## Objetivo A:
Por favor, reporta cada línea de las filas que contenga la palabra "shed".

## Texto proporcionado:
=-=-=

Es una historia casi tan antigua como el encumbramiento de las cocinas latinoamericanas. “No necesito viajar”, me decía hace unos años el joven ganador de un reality culinario. “Soy panameño, hago cocina panameña y nadie me puede enseñar nada fuera de aquí”. Tenía razón. Solo unos pocos podían enseñarle cocina panameña fuera de su país. A cambio un par de viajes bien planificados le hubieran aportado la perspectiva, el conocimiento de nuevas técnicas, el dominio y el manejo de las antiguas, el equilibrio, la mesura y el sentido común que le faltaban a su trabajo.

Sigo a otros en sus recorridos por la región, a veces por medio mundo, embarcados en el limosneo de votantes y votos que les abran hueco o les consoliden en las listas de restaurantes y suelen coincidir en algo: no hay pasión en sus miradas. Caminan sin ver el paisaje, como si llevaran esas anteojeras que ponen a las caballerías. No preparan listas de restaurantes imprescindibles donde comer, encuentros con cocinas en las que crecer, o referencias tradicionales o directamente populares en las que gozar. Todo se limita a almuerzos organizados, cenas en grupo, platos compartidos, menús cerrados (a menudo más en el precio que en la calidad), cafeterías de hotel y muchas ausencias. No sé bien cuando fue que nuestros cocineros perdieron la curiosidad. Transitan a hurtadillas por el mundo de la cocina, como si también hubieran desterrado la pasión y, con ella, la ilusión por ver y conocer, que es la mejor oportunidad para crecer.

=-=-=

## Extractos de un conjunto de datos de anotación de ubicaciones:

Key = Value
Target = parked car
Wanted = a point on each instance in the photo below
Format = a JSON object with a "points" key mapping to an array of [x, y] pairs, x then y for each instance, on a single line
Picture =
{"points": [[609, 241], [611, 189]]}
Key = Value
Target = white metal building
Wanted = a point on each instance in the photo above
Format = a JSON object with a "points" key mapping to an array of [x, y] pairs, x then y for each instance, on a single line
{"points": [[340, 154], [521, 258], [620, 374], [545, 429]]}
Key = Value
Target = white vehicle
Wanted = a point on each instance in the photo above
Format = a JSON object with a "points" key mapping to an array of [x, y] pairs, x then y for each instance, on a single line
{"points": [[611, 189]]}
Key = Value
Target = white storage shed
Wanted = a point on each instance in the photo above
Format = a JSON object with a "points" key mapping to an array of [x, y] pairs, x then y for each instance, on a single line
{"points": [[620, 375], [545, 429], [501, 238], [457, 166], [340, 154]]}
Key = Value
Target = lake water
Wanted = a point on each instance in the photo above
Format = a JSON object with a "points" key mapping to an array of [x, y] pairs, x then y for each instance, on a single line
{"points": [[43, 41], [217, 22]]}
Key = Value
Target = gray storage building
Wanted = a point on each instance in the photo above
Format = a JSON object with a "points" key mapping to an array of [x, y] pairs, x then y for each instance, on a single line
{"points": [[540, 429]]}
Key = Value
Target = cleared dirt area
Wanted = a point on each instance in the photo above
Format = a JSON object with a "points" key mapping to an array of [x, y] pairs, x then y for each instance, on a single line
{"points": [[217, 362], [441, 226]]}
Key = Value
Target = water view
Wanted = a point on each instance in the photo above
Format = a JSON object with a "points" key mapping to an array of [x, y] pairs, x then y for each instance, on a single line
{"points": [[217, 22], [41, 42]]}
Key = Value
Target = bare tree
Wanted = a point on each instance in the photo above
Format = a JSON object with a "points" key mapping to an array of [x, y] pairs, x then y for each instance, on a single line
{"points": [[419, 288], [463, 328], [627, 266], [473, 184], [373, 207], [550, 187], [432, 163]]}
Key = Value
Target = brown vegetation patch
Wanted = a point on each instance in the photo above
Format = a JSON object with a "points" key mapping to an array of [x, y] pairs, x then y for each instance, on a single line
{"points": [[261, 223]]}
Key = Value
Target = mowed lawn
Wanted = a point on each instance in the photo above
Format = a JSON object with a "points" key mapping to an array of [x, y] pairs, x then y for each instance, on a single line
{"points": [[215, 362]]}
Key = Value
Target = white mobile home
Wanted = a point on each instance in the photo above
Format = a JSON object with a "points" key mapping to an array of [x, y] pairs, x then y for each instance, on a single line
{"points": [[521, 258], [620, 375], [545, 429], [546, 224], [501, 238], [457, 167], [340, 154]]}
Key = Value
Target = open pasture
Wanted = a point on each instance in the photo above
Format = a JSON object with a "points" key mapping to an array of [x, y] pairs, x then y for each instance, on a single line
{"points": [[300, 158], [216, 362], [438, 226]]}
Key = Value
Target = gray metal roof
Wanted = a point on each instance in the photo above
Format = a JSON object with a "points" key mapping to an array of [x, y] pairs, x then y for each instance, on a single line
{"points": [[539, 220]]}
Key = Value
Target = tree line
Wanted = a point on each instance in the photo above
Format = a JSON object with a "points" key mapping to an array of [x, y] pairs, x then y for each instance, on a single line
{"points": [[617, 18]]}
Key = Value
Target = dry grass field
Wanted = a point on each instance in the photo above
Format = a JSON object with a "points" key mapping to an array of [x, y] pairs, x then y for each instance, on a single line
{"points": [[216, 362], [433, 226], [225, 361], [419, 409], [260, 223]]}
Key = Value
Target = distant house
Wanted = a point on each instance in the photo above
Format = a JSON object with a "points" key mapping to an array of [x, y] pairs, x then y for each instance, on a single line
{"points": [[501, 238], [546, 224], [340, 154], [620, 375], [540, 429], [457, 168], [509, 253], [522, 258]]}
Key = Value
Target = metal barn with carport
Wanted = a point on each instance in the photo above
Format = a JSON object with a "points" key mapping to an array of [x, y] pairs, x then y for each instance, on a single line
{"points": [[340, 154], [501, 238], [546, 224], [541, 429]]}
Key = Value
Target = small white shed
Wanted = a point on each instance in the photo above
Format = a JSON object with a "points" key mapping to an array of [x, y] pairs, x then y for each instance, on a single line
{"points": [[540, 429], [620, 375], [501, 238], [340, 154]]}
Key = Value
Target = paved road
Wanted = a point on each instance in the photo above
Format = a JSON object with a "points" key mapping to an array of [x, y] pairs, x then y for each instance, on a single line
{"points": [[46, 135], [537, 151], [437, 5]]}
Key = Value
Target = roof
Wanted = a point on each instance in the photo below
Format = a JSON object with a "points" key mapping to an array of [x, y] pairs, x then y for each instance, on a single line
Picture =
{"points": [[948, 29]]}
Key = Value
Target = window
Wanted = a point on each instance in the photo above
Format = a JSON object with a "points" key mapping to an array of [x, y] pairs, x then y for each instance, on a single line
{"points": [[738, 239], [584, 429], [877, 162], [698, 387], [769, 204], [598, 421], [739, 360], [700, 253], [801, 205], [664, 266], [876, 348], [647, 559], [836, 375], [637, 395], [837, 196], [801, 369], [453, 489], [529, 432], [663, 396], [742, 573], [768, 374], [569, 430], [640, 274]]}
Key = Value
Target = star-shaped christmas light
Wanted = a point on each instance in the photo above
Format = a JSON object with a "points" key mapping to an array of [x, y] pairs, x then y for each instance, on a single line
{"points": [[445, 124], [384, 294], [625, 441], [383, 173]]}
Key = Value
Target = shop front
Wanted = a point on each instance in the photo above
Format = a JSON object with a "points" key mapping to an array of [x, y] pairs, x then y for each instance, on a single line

=-=-=

## Objetivo B:
Enumera todo aquello a lo que, según el texto sobre los cocineros latinoamericanos, se limitan sus recorridos.

## Resultado A:
Target = white storage shed
Target = small white shed

## Resultado B:
- almuerzos organizados
- cenas en grupo
- platos compartidos
- menús cerrados
- cafeterías de hotel
- muchas ausencias